_MATERIAL PROVIDED_
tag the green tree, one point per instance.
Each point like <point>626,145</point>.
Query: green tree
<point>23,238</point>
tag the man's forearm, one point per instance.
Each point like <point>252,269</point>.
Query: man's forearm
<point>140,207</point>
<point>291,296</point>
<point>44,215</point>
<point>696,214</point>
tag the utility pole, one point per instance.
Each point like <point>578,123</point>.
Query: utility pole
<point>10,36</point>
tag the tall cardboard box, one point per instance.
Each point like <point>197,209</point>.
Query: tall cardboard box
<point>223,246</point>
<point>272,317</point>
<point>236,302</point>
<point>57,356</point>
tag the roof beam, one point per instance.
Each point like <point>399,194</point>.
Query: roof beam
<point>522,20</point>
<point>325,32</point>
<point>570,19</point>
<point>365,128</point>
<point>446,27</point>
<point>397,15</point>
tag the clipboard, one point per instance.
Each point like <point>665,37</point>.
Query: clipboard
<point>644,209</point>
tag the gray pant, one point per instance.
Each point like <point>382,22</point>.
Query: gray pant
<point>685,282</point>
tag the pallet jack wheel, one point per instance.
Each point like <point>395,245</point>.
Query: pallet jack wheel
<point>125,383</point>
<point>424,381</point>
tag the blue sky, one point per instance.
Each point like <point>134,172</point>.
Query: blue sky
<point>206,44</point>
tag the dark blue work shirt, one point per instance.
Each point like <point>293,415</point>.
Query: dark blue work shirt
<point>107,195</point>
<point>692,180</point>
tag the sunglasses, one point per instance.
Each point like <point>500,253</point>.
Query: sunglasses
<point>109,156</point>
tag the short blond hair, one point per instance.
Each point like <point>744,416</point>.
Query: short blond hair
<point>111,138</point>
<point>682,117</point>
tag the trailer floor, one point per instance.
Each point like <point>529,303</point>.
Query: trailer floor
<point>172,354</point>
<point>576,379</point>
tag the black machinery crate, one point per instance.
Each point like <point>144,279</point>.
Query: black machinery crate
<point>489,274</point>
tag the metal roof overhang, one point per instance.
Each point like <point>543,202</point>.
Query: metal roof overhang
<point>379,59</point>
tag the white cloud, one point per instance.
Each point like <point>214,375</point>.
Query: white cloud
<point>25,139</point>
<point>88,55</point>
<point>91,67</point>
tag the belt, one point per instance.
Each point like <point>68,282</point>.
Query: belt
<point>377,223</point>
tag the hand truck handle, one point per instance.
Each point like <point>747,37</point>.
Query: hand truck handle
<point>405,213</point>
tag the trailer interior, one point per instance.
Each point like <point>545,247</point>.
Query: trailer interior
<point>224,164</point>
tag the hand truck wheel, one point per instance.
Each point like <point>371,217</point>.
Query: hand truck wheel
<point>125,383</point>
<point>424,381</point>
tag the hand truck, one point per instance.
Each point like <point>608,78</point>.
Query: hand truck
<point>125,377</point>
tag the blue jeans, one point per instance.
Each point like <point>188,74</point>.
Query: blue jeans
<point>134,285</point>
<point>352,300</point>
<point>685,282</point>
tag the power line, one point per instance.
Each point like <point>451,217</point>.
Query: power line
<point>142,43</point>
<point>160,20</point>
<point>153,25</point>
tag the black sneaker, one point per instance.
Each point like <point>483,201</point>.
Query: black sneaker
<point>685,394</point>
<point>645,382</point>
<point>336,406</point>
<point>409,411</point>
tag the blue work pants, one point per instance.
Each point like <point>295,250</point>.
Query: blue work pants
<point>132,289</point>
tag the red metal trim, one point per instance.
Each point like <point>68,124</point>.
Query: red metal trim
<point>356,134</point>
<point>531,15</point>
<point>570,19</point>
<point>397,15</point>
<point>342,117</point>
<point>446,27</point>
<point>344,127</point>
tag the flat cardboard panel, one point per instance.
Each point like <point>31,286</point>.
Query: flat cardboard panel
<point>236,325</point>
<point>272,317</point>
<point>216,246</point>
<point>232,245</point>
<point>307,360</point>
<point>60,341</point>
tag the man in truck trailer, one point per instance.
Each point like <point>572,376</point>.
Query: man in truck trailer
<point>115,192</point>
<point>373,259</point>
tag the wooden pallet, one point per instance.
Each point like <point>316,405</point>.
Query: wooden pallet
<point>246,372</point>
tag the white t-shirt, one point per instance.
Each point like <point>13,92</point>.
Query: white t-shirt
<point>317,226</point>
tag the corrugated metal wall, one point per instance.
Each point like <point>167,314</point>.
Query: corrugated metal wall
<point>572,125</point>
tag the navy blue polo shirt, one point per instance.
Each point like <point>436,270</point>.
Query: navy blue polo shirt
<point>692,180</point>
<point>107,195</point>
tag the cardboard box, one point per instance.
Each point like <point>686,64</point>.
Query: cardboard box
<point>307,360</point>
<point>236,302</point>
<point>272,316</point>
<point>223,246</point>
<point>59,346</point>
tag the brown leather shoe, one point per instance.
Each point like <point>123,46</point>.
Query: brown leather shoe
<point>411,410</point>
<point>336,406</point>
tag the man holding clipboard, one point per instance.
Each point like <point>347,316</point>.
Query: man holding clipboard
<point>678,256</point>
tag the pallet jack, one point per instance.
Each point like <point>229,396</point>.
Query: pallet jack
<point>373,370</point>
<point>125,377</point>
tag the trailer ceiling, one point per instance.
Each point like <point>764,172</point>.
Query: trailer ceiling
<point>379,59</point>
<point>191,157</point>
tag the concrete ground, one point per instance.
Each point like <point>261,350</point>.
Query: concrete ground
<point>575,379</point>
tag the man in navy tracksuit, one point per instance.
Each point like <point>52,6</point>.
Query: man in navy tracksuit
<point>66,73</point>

_JOB_
Please format every line of the items above as a JSON list of strings, with one string per line and blank lines left out.

_THE REPLY_
[
  "tag the green tree, one point per instance.",
  "Each point like <point>626,145</point>.",
  "Query: green tree",
  "<point>23,238</point>",
  "tag the man's forearm, one point per instance.",
  "Each point like <point>252,269</point>.",
  "Query: man's forearm",
  "<point>140,207</point>",
  "<point>291,296</point>",
  "<point>44,215</point>",
  "<point>696,214</point>",
  "tag the utility pole, one point per instance.",
  "Each point like <point>578,123</point>.",
  "Query: utility pole",
  "<point>10,36</point>",
  "tag the tall cardboard box, one point per instance.",
  "Each point like <point>197,209</point>.",
  "Query: tall cardboard box",
  "<point>223,246</point>",
  "<point>272,317</point>",
  "<point>236,302</point>",
  "<point>57,356</point>",
  "tag the roof beam, one point per instance.",
  "Each point like <point>399,194</point>.",
  "Query: roof beam",
  "<point>522,20</point>",
  "<point>325,32</point>",
  "<point>570,19</point>",
  "<point>365,128</point>",
  "<point>446,27</point>",
  "<point>397,15</point>",
  "tag the clipboard, one point per instance.",
  "Each point like <point>665,37</point>.",
  "Query: clipboard",
  "<point>644,209</point>",
  "tag the gray pant, one point per instance.",
  "Each point like <point>382,22</point>.",
  "Query: gray pant",
  "<point>685,282</point>",
  "tag the pallet jack wheel, one point per instance.",
  "Each point like <point>395,245</point>.",
  "Query: pallet jack wheel",
  "<point>125,383</point>",
  "<point>424,381</point>",
  "tag the blue sky, one point per instance.",
  "Each point like <point>134,172</point>.",
  "Query: blue sky",
  "<point>206,44</point>",
  "tag the dark blue work shirt, one point per instance.",
  "Each point like <point>293,415</point>.",
  "Query: dark blue work shirt",
  "<point>107,195</point>",
  "<point>692,180</point>",
  "tag the sunglasses, one point per instance.",
  "Each point like <point>500,253</point>.",
  "Query: sunglasses",
  "<point>109,156</point>",
  "tag the short blond hair, one point per instance.",
  "Each point like <point>744,416</point>.",
  "Query: short blond hair",
  "<point>111,138</point>",
  "<point>682,117</point>",
  "tag the trailer floor, one point per instance.",
  "Each point like <point>529,303</point>.",
  "Query: trailer floor",
  "<point>172,354</point>",
  "<point>576,379</point>",
  "tag the black machinery crate, one point per instance.",
  "Each point like <point>144,279</point>.",
  "Query: black machinery crate",
  "<point>489,274</point>",
  "tag the metal roof overhang, one point per instance.",
  "Each point like <point>543,202</point>.",
  "Query: metal roof overhang",
  "<point>379,59</point>",
  "tag the white cloud, one point per instance.",
  "Each point like <point>214,375</point>.",
  "Query: white cloud",
  "<point>25,139</point>",
  "<point>88,55</point>",
  "<point>91,67</point>",
  "tag the belt, one point per instance.",
  "Each point like <point>68,282</point>.",
  "Query: belt",
  "<point>377,223</point>",
  "tag the hand truck handle, one point per instance.",
  "Each point like <point>747,37</point>.",
  "Query: hand truck handle",
  "<point>405,213</point>",
  "tag the trailer interior, one point per instance.",
  "Each point like <point>545,247</point>.",
  "Query: trailer interior",
  "<point>224,164</point>",
  "tag the hand truck wheel, one point per instance.",
  "Each point like <point>371,217</point>.",
  "Query: hand truck wheel",
  "<point>125,383</point>",
  "<point>424,381</point>",
  "tag the hand truck, one point per instance.",
  "Each point like <point>608,78</point>.",
  "Query: hand truck",
  "<point>125,377</point>",
  "tag the blue jeans, one point per instance.",
  "Each point like <point>188,74</point>.",
  "Query: blue jeans",
  "<point>134,285</point>",
  "<point>352,300</point>",
  "<point>685,282</point>",
  "tag the power line, one point per instance.",
  "Each point like <point>451,217</point>.",
  "Query: power line",
  "<point>142,43</point>",
  "<point>160,20</point>",
  "<point>153,25</point>",
  "tag the black sneaker, one point per instance.",
  "Each point like <point>483,201</point>.",
  "Query: black sneaker",
  "<point>685,394</point>",
  "<point>645,382</point>",
  "<point>336,406</point>",
  "<point>409,411</point>",
  "tag the blue work pants, one point per instance.",
  "Each point like <point>295,250</point>.",
  "Query: blue work pants",
  "<point>132,289</point>",
  "tag the red metal trim, one point per instance.",
  "Each point like <point>68,124</point>.",
  "Query: red metal trim",
  "<point>356,134</point>",
  "<point>531,15</point>",
  "<point>570,19</point>",
  "<point>397,15</point>",
  "<point>342,117</point>",
  "<point>446,27</point>",
  "<point>344,127</point>",
  "tag the flat cardboard panel, one point per instance.",
  "Each point like <point>31,286</point>.",
  "Query: flat cardboard panel",
  "<point>236,325</point>",
  "<point>272,317</point>",
  "<point>216,246</point>",
  "<point>232,245</point>",
  "<point>307,360</point>",
  "<point>60,341</point>",
  "tag the man in truck trailer, one point per instance.",
  "Each point like <point>572,376</point>.",
  "Query: man in truck trailer",
  "<point>115,192</point>",
  "<point>373,259</point>",
  "tag the wooden pallet, one point per instance.",
  "Each point like <point>316,405</point>.",
  "Query: wooden pallet",
  "<point>246,372</point>",
  "tag the white t-shirt, one point per instance.",
  "Each point like <point>13,92</point>.",
  "Query: white t-shirt",
  "<point>317,226</point>",
  "tag the corrugated metal wall, one point per instance.",
  "Each point like <point>167,314</point>.",
  "Query: corrugated metal wall",
  "<point>572,125</point>",
  "tag the navy blue polo shirt, one point per instance.",
  "Each point like <point>436,270</point>.",
  "Query: navy blue polo shirt",
  "<point>692,180</point>",
  "<point>107,195</point>",
  "tag the cardboard box, one point per instance.",
  "Each point like <point>686,64</point>.",
  "Query: cardboard box",
  "<point>307,360</point>",
  "<point>236,302</point>",
  "<point>272,316</point>",
  "<point>223,246</point>",
  "<point>59,346</point>",
  "tag the brown leather shoe, one point per instance.",
  "Each point like <point>123,46</point>.",
  "Query: brown leather shoe",
  "<point>411,410</point>",
  "<point>336,406</point>",
  "tag the man holding clipboard, one point per instance.",
  "Each point like <point>347,316</point>.",
  "Query: man holding clipboard",
  "<point>678,256</point>",
  "tag the pallet jack, one point per instance.",
  "Each point like <point>229,396</point>.",
  "Query: pallet jack",
  "<point>373,370</point>",
  "<point>125,377</point>",
  "tag the trailer ceiling, one point per instance.",
  "Each point like <point>764,172</point>.",
  "Query: trailer ceiling",
  "<point>379,59</point>",
  "<point>191,157</point>",
  "tag the concrete ground, one point per instance.",
  "Each point like <point>261,350</point>.",
  "Query: concrete ground",
  "<point>575,379</point>",
  "tag the man in navy tracksuit, one point per instance.",
  "Each point like <point>52,6</point>.",
  "Query: man in navy tracksuit",
  "<point>66,73</point>"
]